:: Page text
# Mowdy S-10 Owners



## Monarchy (Jun 3, 2004)

I'm looking at this boat for general goofing off around Rockport when I'm alone. I've read all the old threads that I could find but wanted to circle back around.

Can you guys do a brain dump of the good and bad of the hull. The boat under consideration has a 25hp on it. It will be used in the skinny stuff from Goose Island down the Shamrock sneaking up on redfish.

Assuming TWO grown men.....
What can the boat do in skinny water?
How much water does it need to get up in mud and hard bottoms?
How sloppy can the water be if I need to cross from Mud Island back to Cove Harbor?
For reference, the last two boats I've run down there are 23TV Explorer and 23 Shallowcraft.

Thanks


----------



## Slimshady (Jan 11, 2005)

Don't own one but have had small boats in the past. Crossing the ICW from Mud to Blind Pass in 10' boat? Its hard on me on most days running in a 18'6 scooter. It would be perfect for Shamrock if you put in at Wilsons cut.


----------



## ShaloowMinded (Mar 6, 2008)

There sweet boats. Learn to bring only the necessities.....I rod per person.....Handfull of topwaters.....2 pairs of clothes.......run the skinny stuff all the way there....and youll love the boat.....


----------



## Spots and Dots (May 23, 2004)

I owned one.

Depending on the size of the 2 guys, it can be a great little rig.


For a 10 foot boat, they are amazingly capable of handling rough water. I don't recommend setting off across Aransas Bay in one, but if you had to, you could.

They will run extremely shallow. I stuck mine on hard sand with my Dad and I on it, and the water wasn't to our ankles. 
The 25hp is the ideal motor, but the little prop just doesn't have the punch to get the rig up in super shallow water, and will bog down in mud. It prob takes about a foot of water, maybe less if spinning it up, to get on plane.

They aren't fast, but are a ton of fun. Very low maintanance, and easy to clean. Very cheap to operate.

In order to enjoy the rig, you have to have the right expectations. it isn't a speed demon, it isn't a super stable drifting platform. It isn't made for any more than 2 "normal" sized guys. it will require you to scale back everything.....your tackle, your ice, your food/drink, everything.

I only got scard on mine once. Me, my wife, and lab went for a booze cruise, and got swamped in the Inter Coastal by a big center console, throwing a big rolling wake. We were too loaded down.


If you want to chat about them, PM me and we can swap contact info.


----------



## Blue Fury (Nov 5, 2006)

I recently just bought one. I took my girlfriend out for some fishing the other day when it was calm. ran from fat boys to greens lake, then to north deer, and back to fat boys. Shes was so scared of the boat looking at it on the trailer because of its size (shes used to my dads Majek RFL) and when we were out on it, she was impressed on how it handled, and ran. Beware, in 1.5 footers you will get a little wet....lol. I ran across a shallow flat, dunno how shallow, but when i got closer, i noticed a bird on the water. turns out when i got closer, it was a sea gull standing! lol. it hit, but i slid right over it.


----------



## gregr1971 (Oct 28, 2005)
::::
Set exercise
Using the Mowdy S-10 thread, answer these:
1. What horsepower motor is on the boat under consideration in the first post?
2. According to the owner posting as Spots and Dots, about how much water does the boat need to get on plane?
3. What did Blue Fury find standing on the water while crossing a shallow flat?
The rows that follow are not required for this work.
:: Material provided
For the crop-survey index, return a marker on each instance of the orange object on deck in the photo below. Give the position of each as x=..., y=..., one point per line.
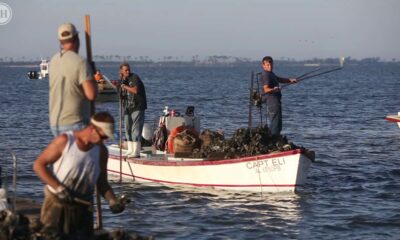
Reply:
x=174, y=132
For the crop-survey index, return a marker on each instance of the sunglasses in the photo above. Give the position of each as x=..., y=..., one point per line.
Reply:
x=102, y=136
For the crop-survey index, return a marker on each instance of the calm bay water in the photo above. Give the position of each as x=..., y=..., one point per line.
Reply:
x=353, y=188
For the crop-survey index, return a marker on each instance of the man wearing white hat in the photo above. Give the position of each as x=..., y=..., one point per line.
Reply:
x=71, y=166
x=71, y=84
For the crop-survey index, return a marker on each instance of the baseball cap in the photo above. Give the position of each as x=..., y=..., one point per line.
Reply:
x=66, y=31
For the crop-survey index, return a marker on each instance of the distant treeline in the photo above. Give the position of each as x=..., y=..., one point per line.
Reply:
x=170, y=61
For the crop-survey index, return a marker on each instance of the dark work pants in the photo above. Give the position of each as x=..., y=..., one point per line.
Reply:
x=275, y=116
x=134, y=126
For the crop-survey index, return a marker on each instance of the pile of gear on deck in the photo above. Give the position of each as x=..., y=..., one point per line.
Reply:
x=244, y=142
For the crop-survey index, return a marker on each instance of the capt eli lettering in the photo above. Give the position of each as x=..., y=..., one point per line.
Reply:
x=267, y=165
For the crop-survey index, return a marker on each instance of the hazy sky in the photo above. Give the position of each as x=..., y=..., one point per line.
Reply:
x=300, y=29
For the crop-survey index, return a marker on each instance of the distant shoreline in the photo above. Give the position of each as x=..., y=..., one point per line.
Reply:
x=217, y=63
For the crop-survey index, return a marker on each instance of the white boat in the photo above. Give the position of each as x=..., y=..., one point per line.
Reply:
x=42, y=73
x=275, y=172
x=394, y=118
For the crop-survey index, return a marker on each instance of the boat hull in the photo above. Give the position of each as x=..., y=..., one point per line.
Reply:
x=279, y=172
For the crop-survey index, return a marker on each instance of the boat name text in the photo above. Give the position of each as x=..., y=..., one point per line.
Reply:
x=267, y=165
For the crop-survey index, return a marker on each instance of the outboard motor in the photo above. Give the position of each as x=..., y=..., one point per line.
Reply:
x=33, y=75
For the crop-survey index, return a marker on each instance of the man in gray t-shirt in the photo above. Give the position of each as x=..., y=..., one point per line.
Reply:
x=71, y=84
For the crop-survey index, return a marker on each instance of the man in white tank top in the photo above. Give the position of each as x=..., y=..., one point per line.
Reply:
x=78, y=163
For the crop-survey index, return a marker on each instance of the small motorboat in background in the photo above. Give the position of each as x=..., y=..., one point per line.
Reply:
x=42, y=73
x=394, y=118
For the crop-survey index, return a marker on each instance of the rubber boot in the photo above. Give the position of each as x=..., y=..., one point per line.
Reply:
x=130, y=148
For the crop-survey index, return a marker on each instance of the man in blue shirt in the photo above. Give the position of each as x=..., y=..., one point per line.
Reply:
x=272, y=94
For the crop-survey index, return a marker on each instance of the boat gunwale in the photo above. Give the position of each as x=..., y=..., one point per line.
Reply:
x=144, y=161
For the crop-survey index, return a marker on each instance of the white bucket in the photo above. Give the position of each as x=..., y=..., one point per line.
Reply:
x=148, y=131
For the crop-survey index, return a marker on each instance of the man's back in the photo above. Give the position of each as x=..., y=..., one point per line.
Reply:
x=67, y=102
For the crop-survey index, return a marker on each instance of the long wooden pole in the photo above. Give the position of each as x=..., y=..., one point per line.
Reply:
x=99, y=217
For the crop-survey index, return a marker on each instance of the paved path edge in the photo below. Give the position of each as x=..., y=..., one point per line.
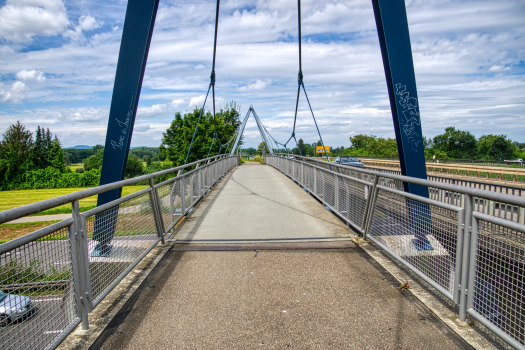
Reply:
x=435, y=306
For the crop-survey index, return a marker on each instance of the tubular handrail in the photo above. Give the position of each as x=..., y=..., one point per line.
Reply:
x=25, y=210
x=495, y=196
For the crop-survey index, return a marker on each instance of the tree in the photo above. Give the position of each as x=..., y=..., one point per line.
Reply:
x=178, y=137
x=262, y=149
x=457, y=144
x=133, y=167
x=496, y=147
x=39, y=149
x=15, y=152
x=94, y=161
x=502, y=148
x=56, y=155
x=301, y=146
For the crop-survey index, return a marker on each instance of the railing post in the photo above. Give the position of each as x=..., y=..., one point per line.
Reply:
x=370, y=206
x=183, y=195
x=336, y=195
x=465, y=259
x=302, y=173
x=78, y=266
x=315, y=181
x=157, y=214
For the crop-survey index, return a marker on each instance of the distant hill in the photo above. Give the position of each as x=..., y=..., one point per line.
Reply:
x=80, y=147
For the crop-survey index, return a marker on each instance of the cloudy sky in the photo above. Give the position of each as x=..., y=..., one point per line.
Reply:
x=58, y=60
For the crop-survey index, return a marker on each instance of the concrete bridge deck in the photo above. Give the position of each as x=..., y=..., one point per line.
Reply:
x=304, y=287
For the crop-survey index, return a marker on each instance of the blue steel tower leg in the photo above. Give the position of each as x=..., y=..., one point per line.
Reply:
x=134, y=47
x=394, y=40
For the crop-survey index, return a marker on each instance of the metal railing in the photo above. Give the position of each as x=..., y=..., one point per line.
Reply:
x=470, y=251
x=456, y=161
x=54, y=277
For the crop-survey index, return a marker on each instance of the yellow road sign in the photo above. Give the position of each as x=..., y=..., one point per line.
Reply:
x=320, y=149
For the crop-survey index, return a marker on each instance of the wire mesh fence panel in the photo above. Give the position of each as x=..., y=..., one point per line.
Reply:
x=352, y=198
x=423, y=235
x=116, y=238
x=187, y=187
x=499, y=277
x=170, y=203
x=328, y=187
x=194, y=187
x=308, y=177
x=297, y=171
x=205, y=178
x=37, y=292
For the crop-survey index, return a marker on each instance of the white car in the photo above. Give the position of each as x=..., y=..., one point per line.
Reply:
x=14, y=307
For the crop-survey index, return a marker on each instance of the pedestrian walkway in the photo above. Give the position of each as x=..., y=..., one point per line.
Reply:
x=290, y=290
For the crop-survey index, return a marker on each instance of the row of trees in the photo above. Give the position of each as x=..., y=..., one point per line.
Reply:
x=178, y=137
x=453, y=143
x=23, y=159
x=75, y=156
x=459, y=144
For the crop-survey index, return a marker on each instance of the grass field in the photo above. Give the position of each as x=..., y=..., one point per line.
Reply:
x=11, y=231
x=75, y=166
x=13, y=199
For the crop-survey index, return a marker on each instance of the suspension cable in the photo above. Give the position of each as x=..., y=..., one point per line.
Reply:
x=196, y=126
x=212, y=86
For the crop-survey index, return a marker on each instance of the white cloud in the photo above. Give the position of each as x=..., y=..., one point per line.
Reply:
x=466, y=56
x=177, y=102
x=498, y=68
x=21, y=20
x=31, y=75
x=153, y=111
x=258, y=85
x=196, y=102
x=85, y=23
x=13, y=95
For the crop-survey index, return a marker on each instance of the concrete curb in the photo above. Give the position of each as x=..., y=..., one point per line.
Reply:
x=463, y=329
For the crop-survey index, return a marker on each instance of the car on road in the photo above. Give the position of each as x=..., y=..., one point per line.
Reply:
x=14, y=308
x=348, y=160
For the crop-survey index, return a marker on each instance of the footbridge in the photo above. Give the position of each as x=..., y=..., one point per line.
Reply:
x=281, y=254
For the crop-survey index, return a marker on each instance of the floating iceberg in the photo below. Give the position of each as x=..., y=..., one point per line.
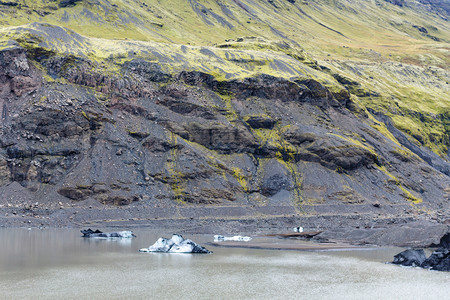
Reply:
x=176, y=244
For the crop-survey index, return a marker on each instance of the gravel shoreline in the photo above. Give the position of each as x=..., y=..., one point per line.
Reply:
x=354, y=229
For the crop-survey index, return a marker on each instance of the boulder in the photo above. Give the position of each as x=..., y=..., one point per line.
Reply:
x=439, y=260
x=410, y=257
x=176, y=244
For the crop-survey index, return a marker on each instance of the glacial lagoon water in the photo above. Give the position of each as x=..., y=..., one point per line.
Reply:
x=60, y=264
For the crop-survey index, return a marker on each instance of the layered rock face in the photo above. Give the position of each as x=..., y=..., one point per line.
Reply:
x=72, y=130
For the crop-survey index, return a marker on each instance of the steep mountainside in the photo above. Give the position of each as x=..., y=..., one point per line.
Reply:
::::
Result of the task
1. 25hp.
2. About a foot of water, maybe less if spinning it up.
3. A sea gull.